─── Passage to read

# Health Snack for Gym Nuts - "Sludge Brownies"



## machx (Feb 5, 2009)

Just wanted to give my small contribution as thanks for all the help I've gotten here... Some may have heard of these that are into working out at the gym and fitness. 

1 Serving is made of:
2 Tablespoons of Peanut Butter
2 Scoops of Chocolate Whey Protein
1 Tablespoon of Honey
Enough water to create a "pancake-like" texture

1. Take a tall glass and mix 2 scoops of protein powder with water
2. Stir rapidly with a fork until even consistency
3. Add 2 tablespoons of peanut butter and the tablespoon of honey.  2 Tablespoons of honey can be used if you like it sweeter.
4. Mix again and add a bit of water. You want to er to the side of too much water rather than too little - moist brownies are even tastier, dry brownies are no good!
5. Microwave for around 1 minute.  My microwave is strong so it can be even less than that - just keep an eye on it.

Nice things about it:
1. It ends up expanding significantly, almost like the effect of flour, so it really fills you up if you need a good snack. For the calories, it fills you up pretty well.
2. Whey protein powder is high quality protein, so if you are active, this is an important part of your diet. (meat is always better, but its a good supplement)
3. Peanut butter full of more protein and healthy unsaturated fats

More for health nuts than the average individual  Let me know what you think.


----------



## Uncle Bob (Feb 5, 2009)

──────
─── Data shown

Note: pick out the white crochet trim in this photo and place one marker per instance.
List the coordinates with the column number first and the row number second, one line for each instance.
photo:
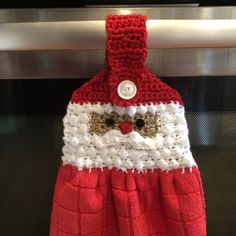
column 168, row 150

──────

■ Check your understanding:
a - In the sludge brownies recipe, how long should the mix be microwaved?
b - Carry on the forum thread about sludge brownies from the point where it stops.

■ Answers to the problems:
a - For around 1 minute.

b -
What I think is I need to go to the gym in the first place!!!
I've been eating to many of the wrong kind of brownies!!


----------



## machx (Feb 5, 2009)

Uncle Bob said:


> What I think is I need to go to the gym in the first place!!!
> I've been eating to many of the wrong kind of brownies!!



hey nothing wrong with that I don't think there is a wrong kind of brownie


----------



## theAdviserMe (Feb 6, 2009)

that is a good idea.but takes much time and effort in preparation.
i usually just bring hard-boiled eggs at the gym.so easy to prepare


----------



## machx (Feb 6, 2009)

theAdviserMe said:


> that is a good idea.but takes much time and effort in preparation.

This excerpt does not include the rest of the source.